О Миле Меллановой написала единым дыханием… и перемахнула через поставленные самой себе рубежи времени.
Но и елка на Манежной площади, и прием у А. И. Микояна, и Карловы-Вары со всей многогранностью чехословацких впечатлений подводят меня к возможности рассказать о человеке, который вошел в мою жизнь неожиданно, перестроил ее течение и сильной волей своей и против своей воли. Это был И. Я. Вейцер.
О самом дорогом
Тридцатые годы. Чехословакия. Карловы-Вары. Лечу печенку. Приехала одна — трогательно позаботился Московский комитет партии. Даже назначили мне «опекуна». Это — Глеб Максимилианович Кржижановский, легендарный друг Владимира Ильича Ленина, инженер-электрификатор, укрывавший Ильича от жандармов, автор «Варшавянки».
Глеба Максимилиановича вызвали в Москву, и он передал опеку надо мной Вейцеру.
Большой, черноволосый Вейцер говорил очень мало. Его зеленые глаза глядели пз-под густых черных бровей умно и пристально. В его движениях было что-то медвежье. Он не любил быть на виду, не придавал никакого значения своему внешнему виду. О его фанатизме в работе складывались легенды. Уехать в девять утра и вернуться с работы в четыре утра следующего дня он считал совершенно естественным и сейчас, а в первые годы революции приучил себя к тому же обходиться одним тулупом (и пальто и одеяло). Так было в Вятке, где он был председателем губисполкома, так было в Туле, где он был первым секретарем Тульского комитета партии. Слова «уйти домой» были тогда ему непонятны — он спал на столе своего кабинета. Вещей у него не было никаких. Он сознательно был бессемейным.
— Где было тогда взять на это время? — удивлялся он, когда подшучивали над его аскетизмом, укоренившейся привычкой есть только всухомятку.
Это мне рассказал о Вейцере Глеб Максимилианович Кржижановский, который очень хорошо к нему относился.
— Сейчас Вейцер — народный комиссар внутренней торговли Советского Союза, — добавил он, советуя, если возникнут какие-либо затруднения, прибегнуть к помощи этого надежного старшего товарища.

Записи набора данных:
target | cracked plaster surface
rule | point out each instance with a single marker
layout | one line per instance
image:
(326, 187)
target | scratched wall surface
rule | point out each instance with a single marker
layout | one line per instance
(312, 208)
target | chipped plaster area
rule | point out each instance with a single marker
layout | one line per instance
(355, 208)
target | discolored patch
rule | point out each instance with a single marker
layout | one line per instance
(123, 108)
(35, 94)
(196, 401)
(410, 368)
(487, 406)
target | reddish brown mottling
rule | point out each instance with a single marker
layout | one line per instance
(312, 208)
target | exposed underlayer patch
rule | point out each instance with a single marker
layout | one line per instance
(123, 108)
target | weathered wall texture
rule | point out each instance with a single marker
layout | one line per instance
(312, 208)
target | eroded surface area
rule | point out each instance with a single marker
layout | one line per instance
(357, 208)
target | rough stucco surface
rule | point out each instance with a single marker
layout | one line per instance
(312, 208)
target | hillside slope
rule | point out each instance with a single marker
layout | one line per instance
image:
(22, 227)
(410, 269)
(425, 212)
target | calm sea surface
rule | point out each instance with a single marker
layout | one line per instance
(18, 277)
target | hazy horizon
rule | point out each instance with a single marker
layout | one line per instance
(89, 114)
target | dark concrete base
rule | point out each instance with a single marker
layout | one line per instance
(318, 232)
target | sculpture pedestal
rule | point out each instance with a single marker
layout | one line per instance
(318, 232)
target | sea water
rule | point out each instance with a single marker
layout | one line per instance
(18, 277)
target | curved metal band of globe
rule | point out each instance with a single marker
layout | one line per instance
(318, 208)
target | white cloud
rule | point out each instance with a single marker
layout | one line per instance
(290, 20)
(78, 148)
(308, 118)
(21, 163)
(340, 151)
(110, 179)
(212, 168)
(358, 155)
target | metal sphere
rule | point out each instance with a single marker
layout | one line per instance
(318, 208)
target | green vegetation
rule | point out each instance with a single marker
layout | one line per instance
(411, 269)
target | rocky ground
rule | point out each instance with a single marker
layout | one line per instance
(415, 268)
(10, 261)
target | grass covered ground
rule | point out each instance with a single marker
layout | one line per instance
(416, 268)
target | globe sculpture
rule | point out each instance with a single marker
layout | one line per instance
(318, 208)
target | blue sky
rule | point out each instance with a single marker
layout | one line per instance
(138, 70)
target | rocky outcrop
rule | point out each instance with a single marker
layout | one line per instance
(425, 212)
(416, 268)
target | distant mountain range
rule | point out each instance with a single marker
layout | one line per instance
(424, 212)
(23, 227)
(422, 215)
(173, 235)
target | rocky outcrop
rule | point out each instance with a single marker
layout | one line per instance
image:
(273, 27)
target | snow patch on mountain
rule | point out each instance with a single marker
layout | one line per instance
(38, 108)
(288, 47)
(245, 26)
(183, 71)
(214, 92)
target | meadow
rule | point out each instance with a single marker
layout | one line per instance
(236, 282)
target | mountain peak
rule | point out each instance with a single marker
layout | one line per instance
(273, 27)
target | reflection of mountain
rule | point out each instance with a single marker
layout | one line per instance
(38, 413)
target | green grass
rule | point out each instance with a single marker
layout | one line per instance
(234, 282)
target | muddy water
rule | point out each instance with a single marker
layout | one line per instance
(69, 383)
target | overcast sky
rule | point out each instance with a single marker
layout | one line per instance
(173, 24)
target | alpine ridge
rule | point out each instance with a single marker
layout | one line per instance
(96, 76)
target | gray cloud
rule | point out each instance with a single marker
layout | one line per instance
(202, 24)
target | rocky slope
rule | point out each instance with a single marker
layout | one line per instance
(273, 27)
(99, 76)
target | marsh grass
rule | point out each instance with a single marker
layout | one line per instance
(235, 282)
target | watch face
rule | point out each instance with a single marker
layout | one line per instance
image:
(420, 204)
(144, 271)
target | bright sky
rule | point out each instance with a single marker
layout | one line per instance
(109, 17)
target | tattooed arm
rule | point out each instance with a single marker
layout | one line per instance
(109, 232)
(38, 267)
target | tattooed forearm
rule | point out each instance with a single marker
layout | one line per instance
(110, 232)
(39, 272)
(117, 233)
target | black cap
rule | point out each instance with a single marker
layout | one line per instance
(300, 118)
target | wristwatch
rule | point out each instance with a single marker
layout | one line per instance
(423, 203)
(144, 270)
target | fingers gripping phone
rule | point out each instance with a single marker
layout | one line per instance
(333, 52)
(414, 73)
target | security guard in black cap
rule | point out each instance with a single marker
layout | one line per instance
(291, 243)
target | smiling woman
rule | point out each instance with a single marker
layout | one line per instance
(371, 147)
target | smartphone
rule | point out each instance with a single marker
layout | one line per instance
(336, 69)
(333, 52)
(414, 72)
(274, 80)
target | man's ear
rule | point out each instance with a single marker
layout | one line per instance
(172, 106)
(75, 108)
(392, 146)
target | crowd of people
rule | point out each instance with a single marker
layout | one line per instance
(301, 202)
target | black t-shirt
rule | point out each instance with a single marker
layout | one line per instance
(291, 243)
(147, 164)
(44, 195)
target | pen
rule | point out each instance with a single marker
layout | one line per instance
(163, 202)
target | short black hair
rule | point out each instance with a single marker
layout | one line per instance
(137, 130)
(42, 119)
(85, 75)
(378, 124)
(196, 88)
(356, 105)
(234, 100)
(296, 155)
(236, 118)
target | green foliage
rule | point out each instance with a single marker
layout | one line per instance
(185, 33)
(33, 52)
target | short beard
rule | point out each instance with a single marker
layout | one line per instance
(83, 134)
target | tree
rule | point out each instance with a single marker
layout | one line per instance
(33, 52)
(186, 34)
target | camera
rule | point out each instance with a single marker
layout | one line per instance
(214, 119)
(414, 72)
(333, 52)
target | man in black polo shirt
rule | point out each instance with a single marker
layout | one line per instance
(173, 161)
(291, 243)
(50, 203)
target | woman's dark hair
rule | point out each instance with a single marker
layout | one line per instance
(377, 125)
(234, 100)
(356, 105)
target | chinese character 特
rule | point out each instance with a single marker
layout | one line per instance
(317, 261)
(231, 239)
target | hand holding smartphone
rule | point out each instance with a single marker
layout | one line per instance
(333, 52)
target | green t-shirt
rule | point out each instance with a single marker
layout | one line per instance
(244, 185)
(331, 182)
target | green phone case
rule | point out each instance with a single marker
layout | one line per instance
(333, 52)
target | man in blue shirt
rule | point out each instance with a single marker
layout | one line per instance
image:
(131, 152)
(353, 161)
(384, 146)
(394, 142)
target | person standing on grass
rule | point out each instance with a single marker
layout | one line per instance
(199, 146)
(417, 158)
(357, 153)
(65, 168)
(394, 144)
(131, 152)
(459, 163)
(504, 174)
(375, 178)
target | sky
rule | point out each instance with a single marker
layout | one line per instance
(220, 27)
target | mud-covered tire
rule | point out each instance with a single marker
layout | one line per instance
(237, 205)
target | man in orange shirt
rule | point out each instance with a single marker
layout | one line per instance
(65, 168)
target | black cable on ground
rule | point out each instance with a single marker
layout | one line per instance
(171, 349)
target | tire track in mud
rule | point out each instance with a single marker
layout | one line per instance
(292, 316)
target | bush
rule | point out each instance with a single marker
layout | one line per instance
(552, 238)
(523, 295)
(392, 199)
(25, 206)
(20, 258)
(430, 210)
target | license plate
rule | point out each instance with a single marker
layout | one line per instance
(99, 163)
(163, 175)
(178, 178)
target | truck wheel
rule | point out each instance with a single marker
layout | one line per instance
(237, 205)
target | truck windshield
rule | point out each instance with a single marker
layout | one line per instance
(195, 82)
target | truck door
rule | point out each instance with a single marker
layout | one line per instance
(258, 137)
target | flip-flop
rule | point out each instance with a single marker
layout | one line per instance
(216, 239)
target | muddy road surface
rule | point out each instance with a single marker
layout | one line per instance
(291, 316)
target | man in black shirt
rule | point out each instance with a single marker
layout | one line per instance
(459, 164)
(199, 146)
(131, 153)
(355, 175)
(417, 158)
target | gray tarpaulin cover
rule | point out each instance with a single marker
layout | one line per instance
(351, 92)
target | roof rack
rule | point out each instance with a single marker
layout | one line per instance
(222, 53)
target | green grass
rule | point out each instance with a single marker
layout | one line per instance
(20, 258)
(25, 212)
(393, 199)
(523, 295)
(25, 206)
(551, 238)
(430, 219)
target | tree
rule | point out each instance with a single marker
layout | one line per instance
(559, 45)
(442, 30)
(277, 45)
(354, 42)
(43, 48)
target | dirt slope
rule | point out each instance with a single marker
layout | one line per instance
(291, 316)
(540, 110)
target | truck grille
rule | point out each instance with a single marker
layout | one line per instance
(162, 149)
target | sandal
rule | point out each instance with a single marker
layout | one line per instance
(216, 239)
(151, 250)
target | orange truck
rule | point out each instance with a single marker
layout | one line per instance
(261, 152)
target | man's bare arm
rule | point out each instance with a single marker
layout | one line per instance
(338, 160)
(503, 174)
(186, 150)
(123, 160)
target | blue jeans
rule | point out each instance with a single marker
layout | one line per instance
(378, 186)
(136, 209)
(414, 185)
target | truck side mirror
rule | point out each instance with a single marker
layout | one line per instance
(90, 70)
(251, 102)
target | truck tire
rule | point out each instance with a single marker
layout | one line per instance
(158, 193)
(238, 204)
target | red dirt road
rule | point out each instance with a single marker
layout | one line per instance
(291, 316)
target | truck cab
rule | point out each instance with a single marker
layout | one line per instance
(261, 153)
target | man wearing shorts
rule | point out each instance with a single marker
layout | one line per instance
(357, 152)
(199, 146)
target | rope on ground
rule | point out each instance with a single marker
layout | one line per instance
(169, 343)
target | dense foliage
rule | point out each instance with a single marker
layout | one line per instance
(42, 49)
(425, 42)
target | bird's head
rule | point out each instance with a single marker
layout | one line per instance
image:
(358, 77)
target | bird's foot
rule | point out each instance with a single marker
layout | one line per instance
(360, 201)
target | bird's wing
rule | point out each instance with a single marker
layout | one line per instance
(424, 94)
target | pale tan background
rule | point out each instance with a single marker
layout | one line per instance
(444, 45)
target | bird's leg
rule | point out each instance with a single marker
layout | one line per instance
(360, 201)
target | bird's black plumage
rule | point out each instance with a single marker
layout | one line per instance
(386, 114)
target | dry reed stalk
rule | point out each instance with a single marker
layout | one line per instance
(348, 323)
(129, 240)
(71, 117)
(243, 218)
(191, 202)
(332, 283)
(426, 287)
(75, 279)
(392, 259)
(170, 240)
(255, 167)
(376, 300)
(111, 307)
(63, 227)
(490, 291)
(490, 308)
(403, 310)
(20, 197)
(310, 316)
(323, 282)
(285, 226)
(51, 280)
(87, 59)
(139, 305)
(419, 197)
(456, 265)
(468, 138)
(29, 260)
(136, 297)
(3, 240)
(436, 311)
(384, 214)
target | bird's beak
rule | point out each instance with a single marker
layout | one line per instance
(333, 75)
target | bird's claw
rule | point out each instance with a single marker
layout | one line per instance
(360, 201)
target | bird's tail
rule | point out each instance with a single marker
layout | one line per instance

ЗАДАНИЯ К УПРАЖНЕНИЮ:
• a. Какую должность, согласно тексту, занимал Вейцер в Туле?
• b. Извлеките из текста фрагмент, начиная со слов «Но и елка на» и продолжая вплоть до слов «надо мной Вейцеру.».

РЕШЕНИЯ ЗАДАНИЙ:
• a. Он был первым секретарем Тульского комитета партии.

• b.
Но и елка на Манежной площади, и прием у А. И. Микояна, и Карловы-Вары со всей многогранностью чехословацких впечатлений подводят меня к возможности рассказать о человеке, который вошел в мою жизнь неожиданно, перестроил ее течение и сильной волей своей и против своей воли. Это был И. Я. Вейцер.
О самом дорогом
Тридцатые годы. Чехословакия. Карловы-Вары. Лечу печенку. Приехала одна — трогательно позаботился Московский комитет партии. Даже назначили мне «опекуна». Это — Глеб Максимилианович Кржижановский, легендарный друг Владимира Ильича Ленина, инженер-электрификатор, укрывавший Ильича от жандармов, автор «Варшавянки».
Глеба Максимилиановича вызвали в Москву, и он передал опеку надо мной Вейцеру.